__TRECHO__.

☆ ☆ ☆ ☆ ☆

Meu pai nasceu ontem. Por ontem quero
dizer 21 de abril de 1932. Faleceu quando tinha 57 anos, em uma dessas manhãs
plúmbeas de dezembro, quase garoando, o frio entrando nos ossos. Câncer. Nem morfina
conseguia diminuir as dores. Os dois maços diários de Continental sem
filtro e as incontáveis doses de conhaque Dreher contribuíram para esse
desfecho.
Eu estava na Prefeitura quando me
avisaram. Queria continuar trabalhando – o chefe da repartição impediu, me
mandou ir ao velório. Não derramei uma lágrima sequer. Fui ao enterro, no final
da tarde, com o propósito de me despedir de um conhecido, alguém com quem não
temos muita intimidade. Só percebi a extensão da perda alguns meses depois, quando,
para usar uma metáfora fora de moda, encostei em algum fio desencapado. O colapso
emocional durou algumas horas. Exercício de contrição tardio. A impossibilidade
de recuperar os laços de sangue. Poderia dizer que superei a crise com terapia,
remédios, aditivos químicos, exercícios físicos, adesão ao budismo, essas
coisas todas que parecem propicias nas horas de desespero, fórmulas mágicas da
modernidade, mas a verdade é que nada disso aconteceu. Enxuguei o rosto, deixei
os fantasmas na escuridão, segui em frente.

☆ ☆ ☆ ☆ ☆

__DADOS EM ANÁLISE__.

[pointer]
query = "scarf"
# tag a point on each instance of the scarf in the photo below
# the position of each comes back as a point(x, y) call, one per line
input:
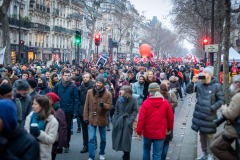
point(122, 99)
point(56, 105)
point(35, 119)
point(65, 84)
point(98, 92)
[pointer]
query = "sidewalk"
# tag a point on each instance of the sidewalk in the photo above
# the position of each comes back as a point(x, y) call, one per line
point(184, 143)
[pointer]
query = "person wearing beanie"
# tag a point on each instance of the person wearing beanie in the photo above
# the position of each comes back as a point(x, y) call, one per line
point(6, 92)
point(172, 99)
point(154, 109)
point(21, 93)
point(32, 85)
point(124, 116)
point(12, 135)
point(42, 86)
point(209, 98)
point(69, 100)
point(98, 103)
point(62, 130)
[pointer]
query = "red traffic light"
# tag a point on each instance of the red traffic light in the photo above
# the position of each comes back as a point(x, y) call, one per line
point(205, 41)
point(97, 39)
point(21, 42)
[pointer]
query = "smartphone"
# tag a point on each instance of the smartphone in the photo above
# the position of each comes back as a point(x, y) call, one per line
point(202, 77)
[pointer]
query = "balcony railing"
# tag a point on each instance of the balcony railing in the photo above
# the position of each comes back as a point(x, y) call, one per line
point(40, 27)
point(15, 22)
point(55, 11)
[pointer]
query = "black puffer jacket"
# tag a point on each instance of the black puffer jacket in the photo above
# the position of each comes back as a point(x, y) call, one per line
point(209, 97)
point(82, 91)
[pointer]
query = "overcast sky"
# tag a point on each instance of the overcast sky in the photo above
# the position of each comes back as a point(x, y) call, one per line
point(159, 8)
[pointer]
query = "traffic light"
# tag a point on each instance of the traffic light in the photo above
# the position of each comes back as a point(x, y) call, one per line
point(78, 37)
point(21, 42)
point(205, 41)
point(97, 39)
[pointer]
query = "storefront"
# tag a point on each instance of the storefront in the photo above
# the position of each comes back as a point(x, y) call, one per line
point(46, 54)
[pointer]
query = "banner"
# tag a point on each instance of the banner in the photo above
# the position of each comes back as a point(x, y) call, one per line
point(101, 61)
point(2, 52)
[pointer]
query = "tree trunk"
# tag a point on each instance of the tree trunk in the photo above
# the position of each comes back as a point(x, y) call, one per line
point(221, 9)
point(226, 48)
point(91, 40)
point(5, 30)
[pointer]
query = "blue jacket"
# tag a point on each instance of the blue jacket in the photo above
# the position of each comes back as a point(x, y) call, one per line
point(138, 92)
point(68, 97)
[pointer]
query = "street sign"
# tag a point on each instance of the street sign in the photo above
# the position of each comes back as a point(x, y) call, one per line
point(211, 48)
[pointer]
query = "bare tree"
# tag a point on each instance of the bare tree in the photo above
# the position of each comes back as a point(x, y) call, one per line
point(5, 29)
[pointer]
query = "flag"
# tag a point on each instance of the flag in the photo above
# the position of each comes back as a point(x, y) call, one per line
point(2, 52)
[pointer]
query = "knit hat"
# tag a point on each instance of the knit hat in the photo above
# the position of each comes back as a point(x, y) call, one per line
point(32, 83)
point(153, 87)
point(21, 85)
point(54, 97)
point(100, 78)
point(8, 114)
point(209, 70)
point(105, 74)
point(5, 88)
point(163, 88)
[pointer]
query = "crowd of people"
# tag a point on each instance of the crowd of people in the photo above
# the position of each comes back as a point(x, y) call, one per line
point(38, 104)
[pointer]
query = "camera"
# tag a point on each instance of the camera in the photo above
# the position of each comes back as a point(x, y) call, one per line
point(219, 121)
point(201, 77)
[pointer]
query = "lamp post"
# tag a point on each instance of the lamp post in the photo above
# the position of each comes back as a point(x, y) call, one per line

☆ ☆ ☆ ☆ ☆

__INSTRUÇÕES__.
1. Com base no trecho, explique em uma a três frases por que quem narra foi ao velório em vez de continuar trabalhando na Prefeitura.
2. Liste todos os recursos que, segundo o trecho, quem narra poderia dizer ter usado para superar a crise.

__RESPOSTAS ESPERADAS__.
1. O chefe da repartição impediu que quem narra continuasse trabalhando e mandou ir ao velório.

2.
- Terapia
- Remédios
- Aditivos químicos
- Exercícios físicos
- Adesão ao budismo